* TASK TO CARRY OUT *
Change "outline" to "contour" in the data starting at the beginning and ending at the line that contains "137], [180, 145]]", and reproduce those lines with nothing else altered.

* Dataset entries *
####

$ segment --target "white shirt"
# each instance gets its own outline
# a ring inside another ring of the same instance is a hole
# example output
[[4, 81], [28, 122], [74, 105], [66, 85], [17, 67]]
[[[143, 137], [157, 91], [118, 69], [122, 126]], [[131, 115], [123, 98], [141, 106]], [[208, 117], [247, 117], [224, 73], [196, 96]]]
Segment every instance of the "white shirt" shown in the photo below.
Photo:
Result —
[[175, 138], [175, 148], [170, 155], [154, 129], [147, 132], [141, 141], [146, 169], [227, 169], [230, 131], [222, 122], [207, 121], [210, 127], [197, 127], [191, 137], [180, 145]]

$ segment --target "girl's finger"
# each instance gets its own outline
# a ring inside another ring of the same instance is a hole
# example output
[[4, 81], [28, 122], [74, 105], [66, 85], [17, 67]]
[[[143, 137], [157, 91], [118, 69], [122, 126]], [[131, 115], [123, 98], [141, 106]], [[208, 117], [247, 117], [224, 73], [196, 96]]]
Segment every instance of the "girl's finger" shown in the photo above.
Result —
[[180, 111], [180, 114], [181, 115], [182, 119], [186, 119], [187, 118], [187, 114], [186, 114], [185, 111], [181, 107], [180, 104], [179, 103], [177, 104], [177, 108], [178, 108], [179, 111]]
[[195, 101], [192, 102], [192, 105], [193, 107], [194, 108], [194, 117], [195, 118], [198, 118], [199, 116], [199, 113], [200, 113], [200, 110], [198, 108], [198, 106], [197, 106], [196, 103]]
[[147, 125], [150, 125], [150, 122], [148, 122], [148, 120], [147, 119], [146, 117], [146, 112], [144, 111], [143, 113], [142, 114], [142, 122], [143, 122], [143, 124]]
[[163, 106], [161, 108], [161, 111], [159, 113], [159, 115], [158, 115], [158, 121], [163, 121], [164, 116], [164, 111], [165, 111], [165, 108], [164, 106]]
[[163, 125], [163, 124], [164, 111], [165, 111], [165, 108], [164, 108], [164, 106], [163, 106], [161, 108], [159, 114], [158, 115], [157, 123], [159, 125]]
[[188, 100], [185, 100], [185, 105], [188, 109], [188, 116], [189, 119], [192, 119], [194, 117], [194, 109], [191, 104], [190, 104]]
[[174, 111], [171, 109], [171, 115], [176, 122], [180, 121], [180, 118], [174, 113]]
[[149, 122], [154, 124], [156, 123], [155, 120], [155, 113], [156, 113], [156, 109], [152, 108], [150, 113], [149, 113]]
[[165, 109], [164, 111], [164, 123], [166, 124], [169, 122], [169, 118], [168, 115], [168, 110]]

####

* TASK RESPONSE *
$ segment --target "white shirt"
# each instance gets its own contour
# a ring inside another ring of the same instance is a hole
# example output
[[4, 81], [28, 122], [74, 105], [66, 85], [17, 67]]
[[[143, 137], [157, 91], [118, 69], [122, 126]], [[131, 115], [123, 98], [141, 106]], [[208, 117], [247, 117], [224, 73], [196, 96]]]
Segment every instance of the "white shirt" shown in the photo below.
Photo:
Result —
[[175, 138], [175, 148], [170, 155], [154, 129], [147, 132], [141, 141], [146, 169], [227, 169], [230, 131], [222, 122], [207, 121], [210, 127], [197, 127], [191, 137], [180, 145]]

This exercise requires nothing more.